### Available data ###

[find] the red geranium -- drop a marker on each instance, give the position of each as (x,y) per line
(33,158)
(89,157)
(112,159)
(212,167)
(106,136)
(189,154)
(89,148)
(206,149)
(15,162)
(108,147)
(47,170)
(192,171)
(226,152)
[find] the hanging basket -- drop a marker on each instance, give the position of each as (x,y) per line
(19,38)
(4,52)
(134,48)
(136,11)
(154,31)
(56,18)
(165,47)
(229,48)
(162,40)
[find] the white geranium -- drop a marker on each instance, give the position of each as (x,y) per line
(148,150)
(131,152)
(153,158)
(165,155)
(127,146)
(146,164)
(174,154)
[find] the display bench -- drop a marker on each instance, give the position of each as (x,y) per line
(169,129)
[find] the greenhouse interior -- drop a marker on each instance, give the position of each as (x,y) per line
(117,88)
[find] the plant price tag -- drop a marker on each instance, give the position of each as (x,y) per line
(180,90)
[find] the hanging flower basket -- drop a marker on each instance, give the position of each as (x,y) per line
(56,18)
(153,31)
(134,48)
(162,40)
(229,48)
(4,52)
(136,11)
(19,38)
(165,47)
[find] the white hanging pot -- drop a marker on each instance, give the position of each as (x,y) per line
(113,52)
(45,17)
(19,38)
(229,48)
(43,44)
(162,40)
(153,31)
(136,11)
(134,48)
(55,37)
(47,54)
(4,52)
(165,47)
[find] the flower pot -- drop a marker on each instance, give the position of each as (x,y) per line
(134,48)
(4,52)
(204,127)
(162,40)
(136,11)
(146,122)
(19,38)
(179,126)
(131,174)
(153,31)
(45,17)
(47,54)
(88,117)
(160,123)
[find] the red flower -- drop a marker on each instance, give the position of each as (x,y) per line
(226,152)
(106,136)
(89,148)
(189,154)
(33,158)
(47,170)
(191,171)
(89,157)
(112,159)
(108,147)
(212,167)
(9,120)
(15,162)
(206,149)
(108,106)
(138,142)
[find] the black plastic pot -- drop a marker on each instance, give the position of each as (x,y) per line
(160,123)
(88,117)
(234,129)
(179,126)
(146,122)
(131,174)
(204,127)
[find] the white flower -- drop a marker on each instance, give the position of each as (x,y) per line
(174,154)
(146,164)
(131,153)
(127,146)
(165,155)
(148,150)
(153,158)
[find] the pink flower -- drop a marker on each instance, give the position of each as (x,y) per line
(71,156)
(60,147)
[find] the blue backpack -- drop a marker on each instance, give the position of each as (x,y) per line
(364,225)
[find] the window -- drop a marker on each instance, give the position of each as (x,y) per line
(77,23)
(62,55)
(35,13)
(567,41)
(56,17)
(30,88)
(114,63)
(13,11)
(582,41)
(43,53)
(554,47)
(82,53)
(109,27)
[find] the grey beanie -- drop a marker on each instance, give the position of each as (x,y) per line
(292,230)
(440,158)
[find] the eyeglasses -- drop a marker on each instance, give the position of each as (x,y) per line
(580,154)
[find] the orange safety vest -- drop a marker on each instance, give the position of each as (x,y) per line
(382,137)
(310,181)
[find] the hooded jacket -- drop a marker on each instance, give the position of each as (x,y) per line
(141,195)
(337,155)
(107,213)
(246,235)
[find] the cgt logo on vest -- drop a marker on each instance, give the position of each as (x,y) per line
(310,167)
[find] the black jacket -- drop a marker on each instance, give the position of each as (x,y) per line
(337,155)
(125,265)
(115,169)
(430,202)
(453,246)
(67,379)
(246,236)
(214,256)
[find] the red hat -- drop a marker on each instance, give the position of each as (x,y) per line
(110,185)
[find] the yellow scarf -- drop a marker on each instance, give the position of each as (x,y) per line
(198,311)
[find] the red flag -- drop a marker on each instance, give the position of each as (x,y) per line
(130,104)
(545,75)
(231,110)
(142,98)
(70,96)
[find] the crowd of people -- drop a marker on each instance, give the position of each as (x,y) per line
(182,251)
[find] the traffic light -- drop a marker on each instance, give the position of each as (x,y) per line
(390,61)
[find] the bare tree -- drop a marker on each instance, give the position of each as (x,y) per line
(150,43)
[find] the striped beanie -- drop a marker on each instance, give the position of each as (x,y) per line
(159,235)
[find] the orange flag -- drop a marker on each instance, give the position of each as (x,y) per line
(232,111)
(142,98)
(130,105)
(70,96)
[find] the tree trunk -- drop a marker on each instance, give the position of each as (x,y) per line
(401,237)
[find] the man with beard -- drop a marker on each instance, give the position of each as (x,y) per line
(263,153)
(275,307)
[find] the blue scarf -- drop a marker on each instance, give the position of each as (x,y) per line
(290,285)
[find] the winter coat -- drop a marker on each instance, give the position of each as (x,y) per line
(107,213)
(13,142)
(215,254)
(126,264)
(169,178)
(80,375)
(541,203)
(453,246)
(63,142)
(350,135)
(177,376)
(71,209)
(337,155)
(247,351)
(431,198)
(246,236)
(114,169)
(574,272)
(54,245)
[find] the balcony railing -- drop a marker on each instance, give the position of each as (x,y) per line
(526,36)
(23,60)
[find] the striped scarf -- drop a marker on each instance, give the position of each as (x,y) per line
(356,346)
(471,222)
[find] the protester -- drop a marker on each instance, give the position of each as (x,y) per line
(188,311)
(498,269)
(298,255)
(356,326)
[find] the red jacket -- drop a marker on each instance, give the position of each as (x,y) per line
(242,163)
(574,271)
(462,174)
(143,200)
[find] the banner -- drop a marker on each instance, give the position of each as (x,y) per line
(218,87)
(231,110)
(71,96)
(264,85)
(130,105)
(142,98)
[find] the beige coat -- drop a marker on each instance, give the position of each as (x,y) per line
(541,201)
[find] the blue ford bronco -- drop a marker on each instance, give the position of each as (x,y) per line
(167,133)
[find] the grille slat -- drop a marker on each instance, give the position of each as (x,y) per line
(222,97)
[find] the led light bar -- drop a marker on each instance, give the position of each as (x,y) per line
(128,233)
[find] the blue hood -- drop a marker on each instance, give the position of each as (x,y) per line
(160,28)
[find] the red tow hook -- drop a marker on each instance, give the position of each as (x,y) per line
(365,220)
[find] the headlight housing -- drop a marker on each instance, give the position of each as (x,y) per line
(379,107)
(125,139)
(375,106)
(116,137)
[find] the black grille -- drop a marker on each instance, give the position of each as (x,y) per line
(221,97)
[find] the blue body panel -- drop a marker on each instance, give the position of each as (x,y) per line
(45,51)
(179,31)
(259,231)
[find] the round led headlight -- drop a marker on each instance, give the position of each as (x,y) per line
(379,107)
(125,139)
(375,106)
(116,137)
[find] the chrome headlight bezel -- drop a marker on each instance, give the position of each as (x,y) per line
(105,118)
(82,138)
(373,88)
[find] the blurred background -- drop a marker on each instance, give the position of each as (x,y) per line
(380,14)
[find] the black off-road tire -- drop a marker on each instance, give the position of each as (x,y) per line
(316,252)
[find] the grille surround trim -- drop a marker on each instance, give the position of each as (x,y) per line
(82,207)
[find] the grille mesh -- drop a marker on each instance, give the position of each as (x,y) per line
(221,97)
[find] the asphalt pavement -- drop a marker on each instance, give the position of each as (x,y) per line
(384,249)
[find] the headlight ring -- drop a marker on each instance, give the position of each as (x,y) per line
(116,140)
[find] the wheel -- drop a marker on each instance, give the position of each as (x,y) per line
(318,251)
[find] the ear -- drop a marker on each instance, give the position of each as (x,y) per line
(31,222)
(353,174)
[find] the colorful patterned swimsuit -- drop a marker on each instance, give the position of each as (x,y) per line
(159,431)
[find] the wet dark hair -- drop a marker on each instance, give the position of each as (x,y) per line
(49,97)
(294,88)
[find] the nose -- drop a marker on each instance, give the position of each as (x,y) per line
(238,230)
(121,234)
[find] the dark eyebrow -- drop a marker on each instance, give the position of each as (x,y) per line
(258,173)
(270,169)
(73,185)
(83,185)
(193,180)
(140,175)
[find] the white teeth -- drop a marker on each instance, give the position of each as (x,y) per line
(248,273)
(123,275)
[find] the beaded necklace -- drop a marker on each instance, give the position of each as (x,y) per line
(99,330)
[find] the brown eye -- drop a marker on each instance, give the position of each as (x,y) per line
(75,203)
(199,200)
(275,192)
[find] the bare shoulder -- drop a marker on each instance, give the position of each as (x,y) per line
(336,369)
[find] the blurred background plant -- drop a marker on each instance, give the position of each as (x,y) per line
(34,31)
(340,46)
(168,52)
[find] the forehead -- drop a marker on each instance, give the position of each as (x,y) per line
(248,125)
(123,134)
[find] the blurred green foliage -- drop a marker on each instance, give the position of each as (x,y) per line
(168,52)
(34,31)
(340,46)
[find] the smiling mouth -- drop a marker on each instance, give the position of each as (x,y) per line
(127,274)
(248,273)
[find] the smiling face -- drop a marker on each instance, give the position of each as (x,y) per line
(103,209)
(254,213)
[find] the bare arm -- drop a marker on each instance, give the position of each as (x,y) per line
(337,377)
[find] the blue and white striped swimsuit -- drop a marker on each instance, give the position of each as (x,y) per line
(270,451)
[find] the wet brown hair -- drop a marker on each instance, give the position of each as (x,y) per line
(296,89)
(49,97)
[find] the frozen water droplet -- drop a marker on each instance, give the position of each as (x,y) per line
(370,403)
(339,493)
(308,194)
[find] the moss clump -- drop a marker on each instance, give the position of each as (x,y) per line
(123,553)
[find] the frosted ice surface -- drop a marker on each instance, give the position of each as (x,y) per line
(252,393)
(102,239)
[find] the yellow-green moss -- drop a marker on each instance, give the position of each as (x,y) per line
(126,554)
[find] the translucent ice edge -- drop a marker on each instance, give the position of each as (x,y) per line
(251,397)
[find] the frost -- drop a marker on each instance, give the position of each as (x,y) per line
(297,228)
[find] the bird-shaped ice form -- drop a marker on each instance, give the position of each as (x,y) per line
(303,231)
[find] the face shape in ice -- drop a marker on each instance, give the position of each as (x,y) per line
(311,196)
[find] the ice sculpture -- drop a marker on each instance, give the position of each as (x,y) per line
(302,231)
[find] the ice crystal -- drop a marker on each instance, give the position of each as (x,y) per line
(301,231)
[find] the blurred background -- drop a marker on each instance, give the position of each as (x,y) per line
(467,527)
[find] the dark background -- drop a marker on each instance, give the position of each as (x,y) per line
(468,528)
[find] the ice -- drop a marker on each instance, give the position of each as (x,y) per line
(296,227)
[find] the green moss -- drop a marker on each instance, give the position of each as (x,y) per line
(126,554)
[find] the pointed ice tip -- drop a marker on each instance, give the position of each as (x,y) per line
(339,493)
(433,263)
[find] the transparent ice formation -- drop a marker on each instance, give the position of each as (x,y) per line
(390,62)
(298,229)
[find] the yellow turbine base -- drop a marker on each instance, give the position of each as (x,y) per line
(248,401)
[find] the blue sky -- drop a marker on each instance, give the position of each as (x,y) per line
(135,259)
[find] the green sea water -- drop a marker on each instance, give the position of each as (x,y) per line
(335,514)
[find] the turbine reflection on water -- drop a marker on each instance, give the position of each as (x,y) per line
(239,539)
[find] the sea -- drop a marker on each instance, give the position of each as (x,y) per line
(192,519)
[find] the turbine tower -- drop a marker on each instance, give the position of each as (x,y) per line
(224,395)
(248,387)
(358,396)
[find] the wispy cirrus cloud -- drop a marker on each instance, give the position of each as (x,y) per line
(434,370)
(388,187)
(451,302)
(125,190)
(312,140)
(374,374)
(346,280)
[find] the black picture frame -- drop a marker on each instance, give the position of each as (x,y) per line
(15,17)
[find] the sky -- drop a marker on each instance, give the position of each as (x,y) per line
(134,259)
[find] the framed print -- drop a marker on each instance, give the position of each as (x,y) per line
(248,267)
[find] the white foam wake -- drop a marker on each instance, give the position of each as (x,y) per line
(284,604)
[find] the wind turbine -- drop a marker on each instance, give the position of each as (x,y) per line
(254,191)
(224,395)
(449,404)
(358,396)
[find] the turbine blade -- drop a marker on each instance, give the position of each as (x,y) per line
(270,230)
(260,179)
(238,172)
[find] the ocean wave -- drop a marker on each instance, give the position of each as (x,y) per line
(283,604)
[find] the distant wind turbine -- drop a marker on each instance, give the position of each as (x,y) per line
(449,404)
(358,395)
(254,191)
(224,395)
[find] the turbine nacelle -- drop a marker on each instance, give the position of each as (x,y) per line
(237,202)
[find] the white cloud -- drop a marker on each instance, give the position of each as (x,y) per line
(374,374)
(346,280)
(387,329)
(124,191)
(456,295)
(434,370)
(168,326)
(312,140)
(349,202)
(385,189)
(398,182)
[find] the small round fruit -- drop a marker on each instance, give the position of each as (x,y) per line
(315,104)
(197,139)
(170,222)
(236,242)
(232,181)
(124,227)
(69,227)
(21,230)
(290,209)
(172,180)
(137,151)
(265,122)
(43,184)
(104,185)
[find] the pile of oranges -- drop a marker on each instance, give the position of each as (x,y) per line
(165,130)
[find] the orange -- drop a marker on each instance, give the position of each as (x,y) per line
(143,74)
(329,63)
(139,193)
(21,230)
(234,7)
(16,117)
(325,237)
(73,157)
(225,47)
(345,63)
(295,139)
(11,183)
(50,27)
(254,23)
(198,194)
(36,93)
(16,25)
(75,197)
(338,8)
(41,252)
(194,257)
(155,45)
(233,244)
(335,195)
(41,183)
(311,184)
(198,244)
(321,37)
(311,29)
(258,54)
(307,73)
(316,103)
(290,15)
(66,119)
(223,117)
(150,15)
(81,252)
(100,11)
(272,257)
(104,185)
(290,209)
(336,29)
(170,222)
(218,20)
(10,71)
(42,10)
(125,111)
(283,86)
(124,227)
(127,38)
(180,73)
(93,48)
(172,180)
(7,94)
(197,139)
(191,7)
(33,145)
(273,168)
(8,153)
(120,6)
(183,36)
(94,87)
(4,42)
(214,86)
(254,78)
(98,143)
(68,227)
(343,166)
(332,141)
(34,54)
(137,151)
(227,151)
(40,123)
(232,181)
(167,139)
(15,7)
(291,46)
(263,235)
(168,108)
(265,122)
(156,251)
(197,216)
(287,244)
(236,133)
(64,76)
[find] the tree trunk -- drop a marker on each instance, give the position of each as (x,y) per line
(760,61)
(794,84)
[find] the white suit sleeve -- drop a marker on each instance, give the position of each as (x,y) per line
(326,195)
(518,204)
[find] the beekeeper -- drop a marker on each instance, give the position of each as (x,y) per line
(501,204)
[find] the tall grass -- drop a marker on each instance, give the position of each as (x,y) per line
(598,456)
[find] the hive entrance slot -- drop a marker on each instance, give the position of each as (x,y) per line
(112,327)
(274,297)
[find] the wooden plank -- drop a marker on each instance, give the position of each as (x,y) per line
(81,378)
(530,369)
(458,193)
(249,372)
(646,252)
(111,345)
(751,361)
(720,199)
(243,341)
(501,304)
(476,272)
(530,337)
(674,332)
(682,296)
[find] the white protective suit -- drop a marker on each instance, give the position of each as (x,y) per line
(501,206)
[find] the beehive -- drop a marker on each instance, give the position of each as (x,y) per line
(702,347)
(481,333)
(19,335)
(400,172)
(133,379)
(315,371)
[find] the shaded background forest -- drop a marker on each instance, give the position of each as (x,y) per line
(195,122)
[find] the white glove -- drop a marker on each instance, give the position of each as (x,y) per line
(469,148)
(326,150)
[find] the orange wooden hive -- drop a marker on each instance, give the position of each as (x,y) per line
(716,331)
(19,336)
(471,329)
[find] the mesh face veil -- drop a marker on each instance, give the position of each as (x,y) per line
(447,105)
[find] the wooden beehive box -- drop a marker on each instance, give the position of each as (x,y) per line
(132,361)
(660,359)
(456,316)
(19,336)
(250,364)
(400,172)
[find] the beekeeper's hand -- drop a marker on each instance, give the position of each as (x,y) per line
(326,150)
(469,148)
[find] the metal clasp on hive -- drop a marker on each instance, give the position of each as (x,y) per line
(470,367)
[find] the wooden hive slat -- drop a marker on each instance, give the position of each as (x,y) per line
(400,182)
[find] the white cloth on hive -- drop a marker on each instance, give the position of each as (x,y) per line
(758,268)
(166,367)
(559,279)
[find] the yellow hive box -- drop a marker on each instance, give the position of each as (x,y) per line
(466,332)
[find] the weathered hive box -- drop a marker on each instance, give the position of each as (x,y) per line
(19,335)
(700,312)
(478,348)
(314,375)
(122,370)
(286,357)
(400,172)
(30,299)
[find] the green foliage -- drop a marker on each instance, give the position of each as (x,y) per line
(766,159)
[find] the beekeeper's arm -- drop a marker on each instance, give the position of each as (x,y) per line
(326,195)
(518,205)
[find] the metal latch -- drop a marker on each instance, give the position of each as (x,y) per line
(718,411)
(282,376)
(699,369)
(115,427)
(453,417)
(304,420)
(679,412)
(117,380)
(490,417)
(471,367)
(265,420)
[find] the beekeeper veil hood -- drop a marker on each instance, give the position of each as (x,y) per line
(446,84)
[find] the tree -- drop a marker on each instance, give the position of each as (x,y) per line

###

**Exercise aim**
Starting at the line that contains "[find] the weathered", write out every line to the end of the entries, exactly as given.

**Exercise response**
[find] the weathered hive box -- drop a marker on each instance, give the position of each as (x,y) per line
(19,335)
(700,312)
(478,348)
(314,375)
(122,370)
(286,357)
(400,172)
(30,299)
[find] the green foliage -- drop a marker on each instance, give the position of each as (x,y) per line
(766,159)
[find] the beekeeper's arm -- drop a marker on each instance, give the position of each as (x,y) per line
(326,195)
(518,205)
[find] the metal latch -- drop a marker on each instance, give the position of each as (x,y) per line
(718,411)
(282,376)
(699,369)
(115,427)
(453,417)
(304,420)
(679,412)
(117,380)
(490,417)
(471,367)
(265,420)
[find] the beekeeper veil hood -- drop a marker on each instance, give the position of each as (x,y) per line
(446,84)
[find] the tree -- drop a marker on each instance, give the position of each as (x,y) per line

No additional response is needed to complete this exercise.